EXERCISE DIRECTIONS:
Copy out everything in the entries below, from the line containing "Task: put a point on every instance of the bolt" down to the last line, keeping each line word for word.

Extracted records

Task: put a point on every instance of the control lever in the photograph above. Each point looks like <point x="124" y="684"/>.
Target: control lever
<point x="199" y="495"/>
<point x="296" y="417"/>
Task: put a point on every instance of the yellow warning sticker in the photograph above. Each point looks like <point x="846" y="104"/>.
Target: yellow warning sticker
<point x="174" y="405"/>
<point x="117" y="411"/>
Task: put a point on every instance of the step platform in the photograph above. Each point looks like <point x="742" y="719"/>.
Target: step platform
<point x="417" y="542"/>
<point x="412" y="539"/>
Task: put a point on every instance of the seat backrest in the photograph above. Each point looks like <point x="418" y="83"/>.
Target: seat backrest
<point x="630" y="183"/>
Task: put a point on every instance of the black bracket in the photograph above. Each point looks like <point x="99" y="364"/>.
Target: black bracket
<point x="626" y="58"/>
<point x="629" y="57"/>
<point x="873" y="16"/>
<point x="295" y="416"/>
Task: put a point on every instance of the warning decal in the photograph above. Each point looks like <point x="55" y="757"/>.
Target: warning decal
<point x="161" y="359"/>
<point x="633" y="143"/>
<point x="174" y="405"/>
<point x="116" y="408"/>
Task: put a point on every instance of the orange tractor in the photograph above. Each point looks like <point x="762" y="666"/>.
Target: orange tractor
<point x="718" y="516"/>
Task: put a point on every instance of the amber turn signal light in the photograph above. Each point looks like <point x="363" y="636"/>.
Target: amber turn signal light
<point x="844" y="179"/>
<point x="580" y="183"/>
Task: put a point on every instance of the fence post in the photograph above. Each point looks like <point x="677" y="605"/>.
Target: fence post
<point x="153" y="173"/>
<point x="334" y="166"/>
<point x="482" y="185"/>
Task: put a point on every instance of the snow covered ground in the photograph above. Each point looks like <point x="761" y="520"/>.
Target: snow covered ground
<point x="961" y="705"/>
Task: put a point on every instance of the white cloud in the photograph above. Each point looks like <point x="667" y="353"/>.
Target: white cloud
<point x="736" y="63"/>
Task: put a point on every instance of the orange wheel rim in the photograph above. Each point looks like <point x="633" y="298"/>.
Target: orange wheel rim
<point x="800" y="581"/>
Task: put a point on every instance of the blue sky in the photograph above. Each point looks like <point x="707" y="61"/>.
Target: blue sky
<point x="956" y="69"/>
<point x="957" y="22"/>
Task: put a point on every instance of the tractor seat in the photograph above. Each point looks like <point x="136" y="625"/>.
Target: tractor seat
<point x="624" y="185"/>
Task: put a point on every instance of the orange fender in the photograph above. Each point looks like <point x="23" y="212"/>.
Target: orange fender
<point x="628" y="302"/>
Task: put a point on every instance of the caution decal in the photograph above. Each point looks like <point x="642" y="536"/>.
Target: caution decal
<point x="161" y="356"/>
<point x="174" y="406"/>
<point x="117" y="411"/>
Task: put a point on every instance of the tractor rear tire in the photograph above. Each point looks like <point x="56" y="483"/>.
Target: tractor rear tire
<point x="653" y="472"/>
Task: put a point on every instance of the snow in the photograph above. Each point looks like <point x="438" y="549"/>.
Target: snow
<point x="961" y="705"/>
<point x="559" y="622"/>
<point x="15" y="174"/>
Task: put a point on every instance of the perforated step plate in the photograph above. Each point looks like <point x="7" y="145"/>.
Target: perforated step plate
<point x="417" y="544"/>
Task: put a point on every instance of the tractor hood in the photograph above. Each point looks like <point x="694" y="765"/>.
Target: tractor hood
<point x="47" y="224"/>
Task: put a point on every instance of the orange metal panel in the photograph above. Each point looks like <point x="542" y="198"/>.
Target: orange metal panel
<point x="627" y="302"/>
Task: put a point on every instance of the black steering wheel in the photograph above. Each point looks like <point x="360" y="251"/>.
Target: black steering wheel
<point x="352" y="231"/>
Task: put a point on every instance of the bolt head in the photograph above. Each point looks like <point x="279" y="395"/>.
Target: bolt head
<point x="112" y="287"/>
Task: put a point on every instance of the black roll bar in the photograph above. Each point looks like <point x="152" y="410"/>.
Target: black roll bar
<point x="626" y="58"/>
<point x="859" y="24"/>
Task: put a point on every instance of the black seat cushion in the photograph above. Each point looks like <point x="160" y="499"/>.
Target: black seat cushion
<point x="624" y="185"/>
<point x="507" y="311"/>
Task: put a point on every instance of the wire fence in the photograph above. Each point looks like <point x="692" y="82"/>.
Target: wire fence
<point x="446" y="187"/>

RESULT OF THIS TASK:
Task: put a point on every instance of the bolt head in the photograph above. Each point looks like <point x="279" y="395"/>.
Target: bolt head
<point x="112" y="287"/>
Task: put a point on every instance of the black roll bar in the photograph above. Each point looks like <point x="152" y="410"/>.
Target: black roll bar
<point x="626" y="58"/>
<point x="859" y="24"/>
Task: put a point on every instance of the black seat cushion in the photograph above. Each point looks like <point x="160" y="499"/>.
Target: black seat cushion
<point x="624" y="185"/>
<point x="507" y="311"/>
Task: put a point on every instance of the wire fence in the photograph above. Each point looks like <point x="692" y="82"/>.
Target: wire fence
<point x="446" y="187"/>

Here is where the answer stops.